Excerpt to read:
* BEGIN *

# Fleet Clustering

### Tim Hochberg, 2019-01-16

## Squid-Jigger Edition

We cluster vessel using HDBSCAN and a custom metric to derive fleets
that are related in the sense that they spend a lot of time in the same
location while at sea.

## See Also

* Other notebooks in https://github.com/GlobalFishingWatch/fleet-clustering for 
examples of clustering Squid Jiggers, etc.
* This workspace that Nate put together: https://globalfishingwatch.org/map/workspace/udw-v2-85ff8c4f-fbfe-4126-b067-4d94cdd2b737



## Open Questions

### Fleet Coherence Time

One thing this current implementation doesn't take into account is 
the coherence time of a fleet. A vessel might be part of one fleet 
this season, but move to another fleet the next season. A way to
deal with this is to group fleets over shorter time periods (6 months
for instance) and then match fleets across groupings by seeing what
previous fleets have the largest overlap with the current set of
fleets.

* END *

[Data records]
* BEGIN *

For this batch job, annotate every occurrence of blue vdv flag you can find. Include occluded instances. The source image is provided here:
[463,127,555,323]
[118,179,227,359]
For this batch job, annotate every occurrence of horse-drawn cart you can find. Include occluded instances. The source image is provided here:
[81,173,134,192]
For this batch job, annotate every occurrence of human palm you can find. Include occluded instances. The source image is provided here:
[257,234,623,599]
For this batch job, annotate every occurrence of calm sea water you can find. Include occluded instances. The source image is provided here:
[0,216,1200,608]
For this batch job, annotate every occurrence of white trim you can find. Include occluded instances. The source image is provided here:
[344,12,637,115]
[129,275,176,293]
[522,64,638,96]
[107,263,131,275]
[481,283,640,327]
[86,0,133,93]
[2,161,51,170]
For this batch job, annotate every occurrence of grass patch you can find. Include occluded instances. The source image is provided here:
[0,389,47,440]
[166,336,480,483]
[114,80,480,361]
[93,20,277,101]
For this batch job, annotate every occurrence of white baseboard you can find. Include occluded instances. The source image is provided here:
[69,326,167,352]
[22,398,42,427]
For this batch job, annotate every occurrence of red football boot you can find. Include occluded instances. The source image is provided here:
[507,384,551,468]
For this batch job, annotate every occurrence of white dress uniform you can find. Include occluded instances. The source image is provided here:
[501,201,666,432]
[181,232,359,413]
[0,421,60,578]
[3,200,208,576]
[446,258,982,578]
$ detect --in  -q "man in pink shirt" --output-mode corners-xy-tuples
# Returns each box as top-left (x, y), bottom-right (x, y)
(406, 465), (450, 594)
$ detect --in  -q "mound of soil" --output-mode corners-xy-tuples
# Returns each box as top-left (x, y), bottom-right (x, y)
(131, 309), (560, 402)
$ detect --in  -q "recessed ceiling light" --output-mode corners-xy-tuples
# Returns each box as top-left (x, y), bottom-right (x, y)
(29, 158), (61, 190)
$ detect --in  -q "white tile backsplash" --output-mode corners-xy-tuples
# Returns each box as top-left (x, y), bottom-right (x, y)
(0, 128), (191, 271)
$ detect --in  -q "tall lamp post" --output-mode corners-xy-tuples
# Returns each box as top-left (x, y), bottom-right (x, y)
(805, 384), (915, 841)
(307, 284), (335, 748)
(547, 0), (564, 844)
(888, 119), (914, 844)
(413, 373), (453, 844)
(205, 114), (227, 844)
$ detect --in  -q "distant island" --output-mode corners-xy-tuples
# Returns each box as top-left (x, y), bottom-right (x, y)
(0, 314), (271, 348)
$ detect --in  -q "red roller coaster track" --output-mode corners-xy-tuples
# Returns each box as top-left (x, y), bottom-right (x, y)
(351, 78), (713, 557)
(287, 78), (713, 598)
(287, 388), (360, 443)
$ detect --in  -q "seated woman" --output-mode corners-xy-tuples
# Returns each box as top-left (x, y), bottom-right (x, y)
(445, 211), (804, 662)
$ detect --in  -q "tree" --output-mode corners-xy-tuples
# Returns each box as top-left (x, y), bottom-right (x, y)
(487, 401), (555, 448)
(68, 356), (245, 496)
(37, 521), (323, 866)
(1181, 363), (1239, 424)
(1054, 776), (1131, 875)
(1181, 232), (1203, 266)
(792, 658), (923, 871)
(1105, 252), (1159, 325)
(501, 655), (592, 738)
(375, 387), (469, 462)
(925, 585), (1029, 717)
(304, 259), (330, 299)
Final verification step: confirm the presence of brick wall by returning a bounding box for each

* END *

Tasks:
**1)** Write out every heading in the fleet clustering notes except the title and the line with the author and date.
**2)** In the fleet clustering notes, turn the paragraph that begins "One thing this current implementation" into a short bulleted list that keeps its main points.
The data records are separate material and have nothing to do with the fleet clustering notes.

Full answers:
**1)**
- Squid-Jigger Edition
- See Also
- Open Questions
- Fleet Coherence Time

**2)**
- The current implementation does not account for how long a fleet stays together.
- A vessel can belong to one fleet this season and another fleet the next.
- One fix is to group fleets over shorter periods, such as 6 months.
- Fleets can then be matched across groupings by finding which earlier fleets overlap most with the current ones.